Stored data entries
....

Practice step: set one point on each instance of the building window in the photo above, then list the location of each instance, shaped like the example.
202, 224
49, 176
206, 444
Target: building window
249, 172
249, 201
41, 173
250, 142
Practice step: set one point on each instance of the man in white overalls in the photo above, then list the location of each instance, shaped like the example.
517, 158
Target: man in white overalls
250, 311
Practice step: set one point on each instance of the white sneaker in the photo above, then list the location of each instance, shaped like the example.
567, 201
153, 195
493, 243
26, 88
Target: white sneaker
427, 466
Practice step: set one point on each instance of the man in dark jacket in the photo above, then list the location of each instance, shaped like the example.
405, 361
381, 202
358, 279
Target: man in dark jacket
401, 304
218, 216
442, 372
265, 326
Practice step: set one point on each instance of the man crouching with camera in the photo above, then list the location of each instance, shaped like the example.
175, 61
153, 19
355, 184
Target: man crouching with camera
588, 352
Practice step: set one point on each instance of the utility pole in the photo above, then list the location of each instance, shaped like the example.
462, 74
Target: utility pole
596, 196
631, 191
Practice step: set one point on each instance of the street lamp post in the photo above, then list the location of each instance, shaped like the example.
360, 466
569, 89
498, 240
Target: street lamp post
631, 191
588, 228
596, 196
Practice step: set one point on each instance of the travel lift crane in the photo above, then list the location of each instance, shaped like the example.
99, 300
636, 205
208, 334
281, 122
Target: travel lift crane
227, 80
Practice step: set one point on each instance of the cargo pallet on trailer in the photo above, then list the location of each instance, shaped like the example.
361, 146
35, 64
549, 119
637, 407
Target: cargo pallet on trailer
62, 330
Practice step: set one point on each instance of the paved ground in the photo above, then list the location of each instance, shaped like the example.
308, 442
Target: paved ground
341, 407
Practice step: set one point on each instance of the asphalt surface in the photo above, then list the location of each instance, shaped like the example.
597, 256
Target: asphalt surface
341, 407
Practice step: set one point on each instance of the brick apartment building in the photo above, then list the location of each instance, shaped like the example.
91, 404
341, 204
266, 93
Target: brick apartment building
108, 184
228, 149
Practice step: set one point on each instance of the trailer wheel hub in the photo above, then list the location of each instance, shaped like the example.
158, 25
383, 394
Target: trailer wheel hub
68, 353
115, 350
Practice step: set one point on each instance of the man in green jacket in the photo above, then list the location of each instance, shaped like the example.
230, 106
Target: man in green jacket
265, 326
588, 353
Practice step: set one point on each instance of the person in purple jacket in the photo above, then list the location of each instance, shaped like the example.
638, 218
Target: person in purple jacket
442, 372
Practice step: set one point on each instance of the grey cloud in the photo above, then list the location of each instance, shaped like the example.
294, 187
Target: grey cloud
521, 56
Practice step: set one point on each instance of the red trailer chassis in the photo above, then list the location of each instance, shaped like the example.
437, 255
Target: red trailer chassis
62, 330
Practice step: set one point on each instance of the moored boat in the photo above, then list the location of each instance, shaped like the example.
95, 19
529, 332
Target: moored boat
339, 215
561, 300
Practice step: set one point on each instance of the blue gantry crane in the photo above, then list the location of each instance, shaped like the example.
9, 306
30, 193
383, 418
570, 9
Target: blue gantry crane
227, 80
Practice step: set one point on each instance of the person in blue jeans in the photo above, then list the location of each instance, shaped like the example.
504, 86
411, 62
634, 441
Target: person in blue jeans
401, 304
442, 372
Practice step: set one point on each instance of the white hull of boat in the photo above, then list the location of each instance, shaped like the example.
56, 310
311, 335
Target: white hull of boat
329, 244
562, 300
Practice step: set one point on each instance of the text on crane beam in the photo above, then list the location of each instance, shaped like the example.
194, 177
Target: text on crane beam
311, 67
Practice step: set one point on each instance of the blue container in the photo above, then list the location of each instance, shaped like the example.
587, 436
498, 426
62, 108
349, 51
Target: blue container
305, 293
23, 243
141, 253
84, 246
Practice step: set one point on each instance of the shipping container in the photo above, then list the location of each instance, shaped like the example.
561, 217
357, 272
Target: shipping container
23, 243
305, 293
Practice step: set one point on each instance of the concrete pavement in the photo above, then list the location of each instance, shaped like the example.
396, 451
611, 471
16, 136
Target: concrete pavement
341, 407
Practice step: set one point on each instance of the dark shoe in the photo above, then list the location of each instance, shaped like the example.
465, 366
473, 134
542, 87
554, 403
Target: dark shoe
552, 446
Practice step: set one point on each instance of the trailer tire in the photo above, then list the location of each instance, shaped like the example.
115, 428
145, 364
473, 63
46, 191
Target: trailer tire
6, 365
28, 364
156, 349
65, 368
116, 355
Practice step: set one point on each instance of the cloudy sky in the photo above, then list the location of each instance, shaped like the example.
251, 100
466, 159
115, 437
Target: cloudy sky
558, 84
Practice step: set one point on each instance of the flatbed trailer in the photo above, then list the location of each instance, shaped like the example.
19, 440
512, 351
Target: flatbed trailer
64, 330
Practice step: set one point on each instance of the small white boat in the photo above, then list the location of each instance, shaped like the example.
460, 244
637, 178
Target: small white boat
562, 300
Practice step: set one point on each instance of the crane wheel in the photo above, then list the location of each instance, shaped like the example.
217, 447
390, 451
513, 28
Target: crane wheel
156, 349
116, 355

....

-- WHAT THE EXERCISE ASKS --
Exactly as written, give the line containing "Practice step: set one point on each instance of the cloudy" and all remaining lines of the records.

-- EXERCISE OUTPUT --
Practice step: set one point on each instance of the cloudy sky in the photo above, then list the location of each instance, shaped like the example.
251, 100
466, 159
115, 437
Target: cloudy sky
558, 84
Practice step: set one point on each instance of the flatbed trailer in the photo above, then list the location of each instance, shaped like the example.
19, 440
512, 351
Target: flatbed trailer
64, 330
Practice step: set one point on each instance of the small white boat in the photo above, then list the location of each instance, shaped like the example.
460, 244
637, 178
Target: small white boat
562, 300
Practice step: set one point on each instance of the crane wheel in the photo above, then list the location of each instance, shaped like the example.
217, 447
390, 451
513, 28
Target: crane wheel
156, 349
116, 355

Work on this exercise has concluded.